**Polecenie 1:** Ile kontroli z urzędu skarbowego przeżył według swojego wpisu użytkownik Eeeyeore w wątku o fakturach za oprogramowanie?

**Tekst źródłowy:**
Faktura podobno posinna być na wszystko czego się używa, pozatym OOo to raczej nie problem bo ux.pl sprzedaje go na faktury za sto pare złotych, a wszystko otrzymujesz w ladnym pudelku

----------

## Raku

a ja słyszałem, że wszystkie te problemy z OS brały się stąd, że programy te były księgowane w środkach trwałych z kwotą faktury 0 zł (nie wiem, czy piszę z sensem, bo się na tym nie znam - gdzieś na pcolu czytałem fragment dyskusji na ten temat i mniej więcej coś takiego zapamiętałem). Urząd Skarbowy dopierdzielał się do tego ponieważ nie mogło to być w ten sposób wpisane - faktura nie może mieć wartości 0 zł. Rozwiązanie problemu było takie, aby nie wpisywać systemów operacyjnych i innych programów OS w środki trwałe firmy.

Dlaczego nikt nie fakturuje Mozilli, Gadu-gadu, Skype'a czy innych programów Freeware / OS nie będących systemami operacyjnymi i pakietami biurowymi?

Jeśli już pracujecie i macie na swoich biurkach firmowe komputery (z Windowsem), zobaczcie, ile macie zainstalowanych programów ściągniętych z internetu. Z iloma kombinowaliście, żeby mieć na nie fakturę?

----------

## qermit

A czy można kupić płytę instalacyjną Gentoo na nieograniczoną ilość stanowisk, albo samą fakturę w jakimś sklepie komputerowym? Problem z open office chyba nie jest taki duży, bo po kompilacji w gentoo jest napisane coś w stylu "This product has been created by Gento Linux based on OpenOffice.org using the LGPL"

----------

## Raku

a ja znów zapytam: po co wam faktura?

----------

## Eeeyeore

Pracuję w firmie - kilkanascie stanowisk @win 3x Ubuntu ,2x Slackware i ja mam gentoo + win.

Przeżyłem 1 zlecony audyt, 3 badania bilansów, 2 kontrole z US

Nie trzeba kupować żadnych gazet, jeśli już Chcecie kupić to je normalnie księgujecie jako koszt prowadzenia działalności.

**Polecenie 2:** Przepisz wiernie wiersze listingu: zacznij od jego początku i skończ na wierszu, który zawiera „[[[183,227],[177,227],[177,228],[176,236],[183,236]]]”, obejmując oba krańce. Obrazy pomiń.

Zapisane wpisy
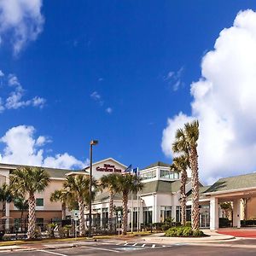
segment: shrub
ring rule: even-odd
[[[177,228],[171,228],[166,232],[166,236],[176,236]]]
[[[51,223],[47,225],[47,232],[49,237],[55,237],[55,228],[57,226],[56,224]]]
[[[204,233],[201,230],[192,230],[191,227],[172,227],[166,231],[166,236],[201,236]]]
[[[169,224],[162,224],[162,227],[161,227],[161,229],[162,229],[163,231],[166,231],[166,230],[168,230],[170,228],[171,228],[171,226],[170,226]]]
[[[183,227],[177,227],[177,228],[176,236],[183,236]]]
[[[202,236],[204,235],[205,235],[204,232],[199,230],[193,231],[193,236]]]
[[[183,236],[189,236],[193,235],[193,230],[190,227],[184,227],[183,229]]]
[[[186,221],[186,224],[185,224],[186,227],[191,227],[191,221]]]
[[[228,218],[219,218],[219,227],[226,228],[230,226],[231,221]]]

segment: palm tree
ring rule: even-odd
[[[93,198],[96,190],[97,183],[92,180]],[[79,203],[79,236],[85,236],[84,227],[84,203],[90,201],[90,178],[85,175],[67,176],[64,183],[64,189],[70,192],[73,198]],[[92,200],[93,200],[92,198]]]
[[[16,208],[20,212],[20,224],[21,231],[23,230],[23,216],[24,212],[28,210],[28,200],[26,200],[24,197],[15,197],[14,199],[14,204]]]
[[[20,211],[20,218],[22,222],[24,212],[27,211],[29,207],[28,200],[26,200],[24,197],[16,197],[14,199],[14,204],[15,207]]]
[[[187,168],[189,166],[188,156],[185,154],[175,157],[172,160],[172,165],[171,168],[173,171],[178,172],[181,173],[181,186],[180,186],[180,205],[181,205],[181,223],[183,225],[186,224],[186,183],[188,180]]]
[[[62,219],[66,219],[66,208],[68,198],[68,192],[65,189],[55,190],[51,193],[50,201],[60,201],[61,203]]]
[[[6,220],[6,203],[10,203],[13,200],[13,195],[10,187],[7,183],[3,183],[0,188],[0,201],[2,201],[2,215],[3,215],[3,229],[5,230],[5,220]]]
[[[117,177],[117,191],[122,194],[123,201],[122,235],[126,235],[127,233],[129,192],[137,192],[143,187],[142,179],[137,175],[124,173]]]
[[[104,175],[101,178],[102,189],[108,189],[109,193],[109,230],[112,230],[112,220],[113,213],[113,195],[117,191],[118,174],[111,173]]]
[[[6,216],[6,203],[11,202],[13,200],[12,191],[7,183],[3,183],[0,188],[0,201],[3,203],[3,217]]]
[[[172,144],[174,153],[183,153],[189,155],[191,169],[192,183],[192,229],[199,229],[199,177],[198,177],[198,154],[197,141],[199,138],[199,123],[197,120],[184,125],[183,129],[176,132],[175,142]]]
[[[36,199],[35,193],[43,192],[49,183],[49,175],[41,167],[20,167],[10,174],[10,185],[14,191],[28,194],[27,238],[35,238]]]

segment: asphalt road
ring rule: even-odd
[[[33,251],[1,252],[1,255],[12,256],[109,256],[120,254],[155,256],[155,255],[256,255],[256,248],[230,247],[217,245],[186,245],[123,243],[123,244],[88,244],[79,247],[65,249],[38,249]]]

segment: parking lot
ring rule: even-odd
[[[234,244],[233,244],[234,245]],[[82,255],[115,255],[119,253],[129,255],[153,256],[153,255],[255,255],[256,249],[246,247],[246,244],[223,246],[221,244],[188,245],[188,244],[154,244],[143,242],[120,242],[120,243],[83,243],[79,247],[61,248],[31,248],[28,251],[14,250],[13,252],[1,252],[0,255],[12,256],[82,256]]]

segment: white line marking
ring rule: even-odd
[[[37,250],[37,251],[38,251],[38,252],[42,252],[42,253],[49,253],[49,254],[59,255],[59,256],[67,256],[67,255],[66,255],[66,254],[58,253],[54,253],[54,252],[49,252],[49,251],[46,251],[46,250]]]
[[[89,249],[95,249],[95,250],[100,250],[100,251],[108,251],[108,252],[113,252],[113,253],[120,253],[120,251],[106,249],[106,248],[98,248],[98,247],[81,247],[81,248],[89,248]],[[67,255],[64,255],[64,256],[67,256]]]

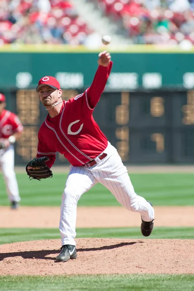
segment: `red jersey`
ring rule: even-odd
[[[8,138],[15,132],[21,132],[23,129],[23,125],[17,115],[3,109],[0,114],[0,137]]]
[[[93,82],[85,92],[63,101],[60,113],[48,115],[38,135],[37,157],[46,156],[51,167],[57,152],[64,155],[73,166],[83,166],[107,147],[106,137],[95,121],[92,113],[104,89],[112,66],[99,66]]]

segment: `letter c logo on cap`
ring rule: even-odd
[[[45,82],[46,81],[48,81],[49,80],[49,78],[48,78],[48,77],[44,77],[42,79],[42,81],[44,81]]]

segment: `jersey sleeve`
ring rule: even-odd
[[[71,112],[73,116],[76,112],[83,118],[90,117],[104,89],[112,64],[112,62],[111,62],[107,67],[99,65],[91,86],[83,93],[69,100],[69,104],[73,104]]]
[[[91,108],[94,108],[100,100],[110,74],[112,65],[113,62],[111,61],[107,66],[98,66],[92,83],[87,92],[88,102]]]
[[[44,156],[48,157],[49,160],[46,162],[46,164],[48,167],[51,168],[55,162],[57,152],[52,151],[45,143],[42,141],[41,135],[39,133],[38,135],[38,143],[36,158],[40,158]]]

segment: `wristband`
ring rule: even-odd
[[[8,137],[8,141],[10,144],[14,144],[15,142],[15,137],[14,135],[10,135],[10,136]]]

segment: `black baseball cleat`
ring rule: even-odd
[[[19,206],[19,202],[17,201],[12,201],[11,203],[11,208],[12,209],[17,209]]]
[[[60,253],[56,258],[57,262],[66,262],[69,259],[77,258],[75,246],[71,244],[64,244],[60,248]]]
[[[152,206],[152,204],[150,201],[147,200],[147,202]],[[153,221],[144,221],[141,219],[141,231],[144,236],[149,236],[152,231],[153,227]]]

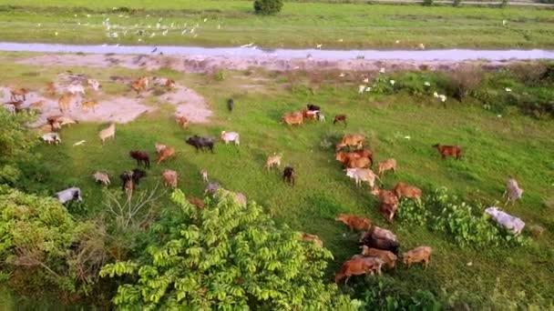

**Odpowiedź 1:** Dwie kontrole z US.

**Odpowiedź 2:**
segment: shrub
ring rule: even-odd
[[[177,228],[171,228],[166,232],[166,236],[176,236]]]
[[[51,223],[47,225],[47,232],[49,237],[55,237],[55,228],[57,226],[56,224]]]
[[[204,233],[201,230],[192,230],[191,227],[172,227],[166,231],[166,236],[201,236]]]
[[[169,224],[162,224],[162,227],[161,227],[161,229],[162,229],[163,231],[166,231],[166,230],[168,230],[170,228],[171,228],[171,226],[170,226]]]
[[[183,227],[177,227],[177,228],[176,236],[183,236]]]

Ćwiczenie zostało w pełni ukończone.